__Listing__
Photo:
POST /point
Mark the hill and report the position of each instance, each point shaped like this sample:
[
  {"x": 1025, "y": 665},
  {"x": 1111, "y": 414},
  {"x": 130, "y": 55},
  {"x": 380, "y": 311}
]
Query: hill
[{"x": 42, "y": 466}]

__The problem__
Reproduce all of the lines above, character for character.

__Final answer__
Photo:
POST /point
Mark the hill and report the position of each instance, each point shaped like this sample:
[
  {"x": 1025, "y": 665},
  {"x": 1111, "y": 414},
  {"x": 130, "y": 55},
  {"x": 380, "y": 311}
]
Query: hill
[{"x": 42, "y": 466}]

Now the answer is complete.